Source material →

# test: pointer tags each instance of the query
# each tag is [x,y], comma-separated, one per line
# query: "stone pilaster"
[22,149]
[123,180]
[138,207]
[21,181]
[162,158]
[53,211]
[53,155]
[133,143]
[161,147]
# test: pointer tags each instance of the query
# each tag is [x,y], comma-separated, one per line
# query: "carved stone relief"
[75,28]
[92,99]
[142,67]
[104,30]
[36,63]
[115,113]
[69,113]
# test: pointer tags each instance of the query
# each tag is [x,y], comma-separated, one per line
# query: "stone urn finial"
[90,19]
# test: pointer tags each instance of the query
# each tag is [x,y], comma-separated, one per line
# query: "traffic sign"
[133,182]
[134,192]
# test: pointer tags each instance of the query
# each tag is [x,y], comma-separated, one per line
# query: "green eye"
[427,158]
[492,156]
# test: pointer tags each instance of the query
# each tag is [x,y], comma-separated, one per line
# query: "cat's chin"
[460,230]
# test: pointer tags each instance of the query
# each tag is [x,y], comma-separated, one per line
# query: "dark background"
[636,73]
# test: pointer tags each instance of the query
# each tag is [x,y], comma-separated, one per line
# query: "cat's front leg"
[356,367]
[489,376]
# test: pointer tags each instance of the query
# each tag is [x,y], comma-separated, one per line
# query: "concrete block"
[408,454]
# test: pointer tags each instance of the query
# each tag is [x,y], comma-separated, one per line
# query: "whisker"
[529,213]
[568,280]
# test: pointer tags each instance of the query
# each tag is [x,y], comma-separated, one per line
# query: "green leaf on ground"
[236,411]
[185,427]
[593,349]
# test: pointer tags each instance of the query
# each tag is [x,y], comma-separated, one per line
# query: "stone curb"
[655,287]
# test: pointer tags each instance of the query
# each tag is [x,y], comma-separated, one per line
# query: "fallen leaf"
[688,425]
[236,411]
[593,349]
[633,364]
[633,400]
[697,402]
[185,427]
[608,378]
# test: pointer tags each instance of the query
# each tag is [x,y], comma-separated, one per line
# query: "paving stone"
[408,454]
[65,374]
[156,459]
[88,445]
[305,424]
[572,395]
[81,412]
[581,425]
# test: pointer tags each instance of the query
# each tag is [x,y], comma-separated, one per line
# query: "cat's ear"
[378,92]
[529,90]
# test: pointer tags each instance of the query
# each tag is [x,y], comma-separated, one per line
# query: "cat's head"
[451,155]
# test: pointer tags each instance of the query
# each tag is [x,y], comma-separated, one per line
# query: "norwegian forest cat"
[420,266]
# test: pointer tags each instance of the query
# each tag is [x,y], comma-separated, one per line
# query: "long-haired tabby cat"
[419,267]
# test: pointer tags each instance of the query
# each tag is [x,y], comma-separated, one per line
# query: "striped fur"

Problem details → Copy all of the data. Keep every word exactly as it is.

Task response →
# test: pointer tags each instance of the query
# each tag is [x,y], comma-separated, one per line
# query: "stone pilaster"
[22,149]
[123,180]
[138,207]
[21,181]
[162,158]
[53,211]
[53,155]
[133,143]
[161,147]
# test: pointer tags each instance of the query
# each tag is [x,y], comma-separated, one per line
# query: "carved stone relief"
[75,28]
[92,99]
[142,67]
[104,30]
[36,63]
[115,113]
[69,113]
# test: pointer tags each instance of the query
# each tag is [x,y], comma-separated, one per line
# query: "stone urn finial"
[90,19]
# test: pointer tags each instance of the query
# each tag is [x,y], comma-separated, one per line
# query: "traffic sign"
[133,182]
[134,192]
# test: pointer tags each instance of the query
# each tag is [x,y], comma-separated, one per line
# query: "green eye"
[427,158]
[492,156]
# test: pointer tags each instance of the query
# each tag is [x,y], comma-separated, one per line
# query: "cat's chin"
[460,230]
# test: pointer tags each instance of the query
# each tag is [x,y], comma-separated, one per line
# query: "dark background"
[636,73]
# test: pointer tags each instance of the query
# each tag is [x,y], comma-separated, one per line
# query: "cat's front leg"
[356,367]
[489,376]
# test: pointer tags each instance of the query
# each tag is [x,y], comma-separated, one per line
# query: "concrete block"
[408,454]
# test: pointer tags each instance of the query
# each tag is [x,y], comma-separated, one per line
# query: "whisker"
[529,213]
[568,280]
# test: pointer tags each instance of the query
# each tag is [x,y], comma-separated, one per line
# query: "green leaf on ground"
[236,411]
[185,427]
[593,349]
# test: pointer tags each instance of the query
# each tag is [x,y], comma-separated, one per line
# query: "stone curb"
[655,287]
# test: pointer tags each instance of the query
# each tag is [x,y], comma-separated, one per line
# query: "fallen leaf"
[688,425]
[236,411]
[593,349]
[633,364]
[633,400]
[697,402]
[185,427]
[608,378]
# test: pointer tags each instance of the query
# each tag is [x,y], comma-separated, one per line
# query: "paving stone"
[408,454]
[65,374]
[156,459]
[88,445]
[305,424]
[572,395]
[81,412]
[581,425]
# test: pointer tags each instance of the query
# each tag is [x,y], comma-separated, one per line
# query: "cat's ear"
[378,92]
[529,90]
# test: pointer tags each instance of the query
# each tag is [x,y], comma-separated, one per line
# query: "cat's head"
[451,155]
# test: pointer tags each instance of the query
# each tag is [x,y], comma-separated, one per line
# query: "norwegian forest cat"
[420,266]
# test: pointer tags each instance of the query
# each tag is [x,y], comma-separated, one per line
# query: "long-haired tabby cat"
[419,267]
# test: pointer tags each instance of the query
# each tag is [x,y], comma-separated, one per line
# query: "striped fur"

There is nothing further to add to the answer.